++++ TEXT SEGMENT ++++

I hung up the phone, curled into a ball on the floor, pulled my coat over my head and sobbed. It may seem strange or overdramatic, but when I was a kid I liked to hide in closets or behind the Christmas tree. Or not so much hide as just sit. It was quiet and private and no one could find you, and I liked the fabrics of the coats and the smell of cedar.

I looked at my watch after crying for a while, since I didn’t want my shrink to freak out, and realized that I kind of liked it under my coat. It’s an expensive and stereotypically Westchester suburban mom kind of coat that I bought after the second or third chemo treatment, when I was high as a kite on steroids. My theory about these kinds of things is that they’re like a secret handshake. Most people don’t recognize them, let alone the authentic from the fake, but for some reason it’s important to get it right for the five percent of people who do, as a silent signifier that you understand the norms and belong where you are. All of this flashed through my mind as I stared at the plaid lining and felt kind of comforted by it, even though it hadn’t offered me any protection. If you’re wearing the soccer mom coat you’re supposed to have the soccer mom life, right? And the soccer mom’s life is full of babies and dogs and mommy and me classes, not doctors and catheters and scarred veins. It’s like I got the heroin addict’s life only without all the yummy heroin.

After another few minutes I got up and took the Xanax and called my shrink back and told him I was all right (I was scheduled to see him the next day). Then I curled back up under the coat, and eventually went downstairs and pretended that nothing had happened.


* Yeah, I know, I’m writing about it now, in a postmodern meta-memoir David Foster Wallace kind of blah blah blah way.

Friday, October 15, 2004

05 - John Kerry, Feel My Pain!

++++ GIVEN DATA ++++

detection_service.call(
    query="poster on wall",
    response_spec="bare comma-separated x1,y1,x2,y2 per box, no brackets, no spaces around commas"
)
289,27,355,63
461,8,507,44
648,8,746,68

++++

**PROMPT 1:**
According to the memoir excerpt, when did the writer buy the coat?
**PROMPT 2:**
Condense the paragraph of the memoir excerpt that begins "After another few minutes" into a short list that keeps its main facts.
**PROMPT 3:**
Retype the portion of the memoir excerpt that opens with the words "After another few" and closes with "nothing had happened.".

**RESULT 1:**
The writer bought it after the second or third chemo treatment, while high on steroids.

**RESULT 2:**
- Got up after a few more minutes and took the Xanax.
- Called the shrink back, said everything was all right, and had an appointment for the next day.
- Curled back up under the coat.
- Eventually went downstairs and pretended nothing had happened.

**RESULT 3:**
After another few minutes I got up and took the Xanax and called my shrink back and told him I was all right (I was scheduled to see him the next day). Then I curled back up under the coat, and eventually went downstairs and pretended that nothing had happened.